● **GIVEN INFORMATION**:
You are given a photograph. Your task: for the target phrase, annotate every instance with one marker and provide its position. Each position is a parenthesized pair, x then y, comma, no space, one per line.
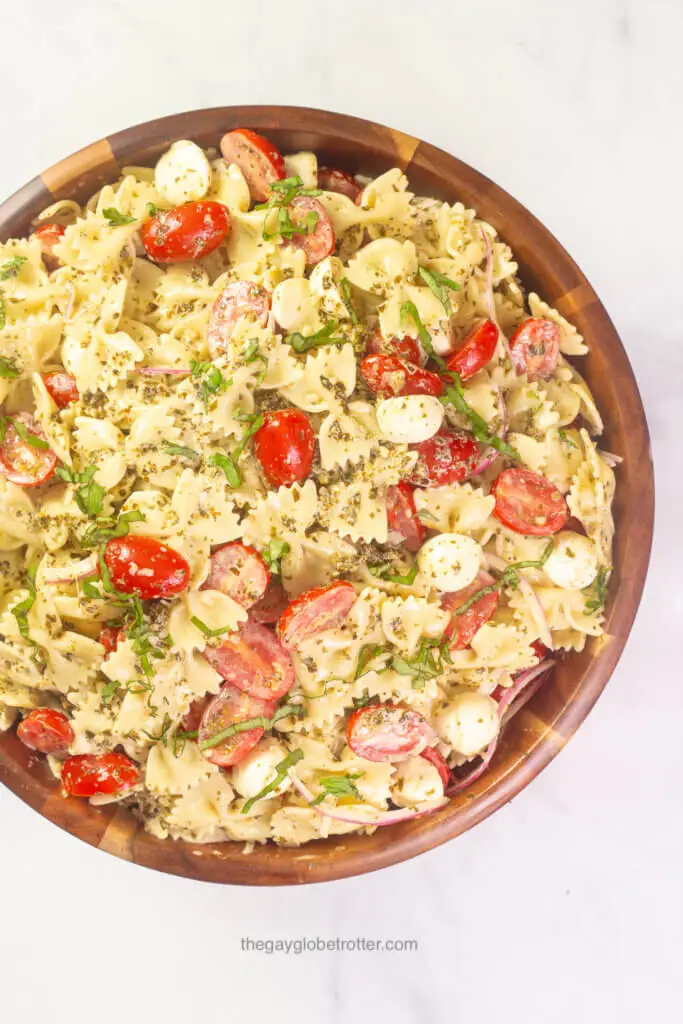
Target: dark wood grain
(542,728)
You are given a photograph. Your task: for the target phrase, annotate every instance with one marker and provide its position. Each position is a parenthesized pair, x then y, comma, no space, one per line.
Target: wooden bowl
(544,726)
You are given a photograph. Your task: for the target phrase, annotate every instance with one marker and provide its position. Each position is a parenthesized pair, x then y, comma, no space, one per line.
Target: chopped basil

● **PROBLEM DETAILS**: Rewrite all of the lines above, requests included, multiplying every x and y coordinate in the answers by 0.7 and rounding to the nearest whole number, with halves rounded up. Leave the pictures out.

● **WORKED SOLUTION**:
You are given a photograph. Your task: for the target phrase, annotate every instance with one marker and provide its position. Each position is a parenthesized pair, x then y, comma, no space, one per line.
Target: dark wood grain
(379,510)
You are given a photograph. Your task: for the target phrase, annotate every instance with one marker and provide its position. Each position is a parenthesized pair, x then y, comma, no space, one per line.
Target: wooden bowl
(381,508)
You are given a photograph. Your task: for the target phrase, annotate every instance with one marker and provide its position. Each position is a parenthesized pair, x then y, comma, no space, one per line.
Target: chopped basil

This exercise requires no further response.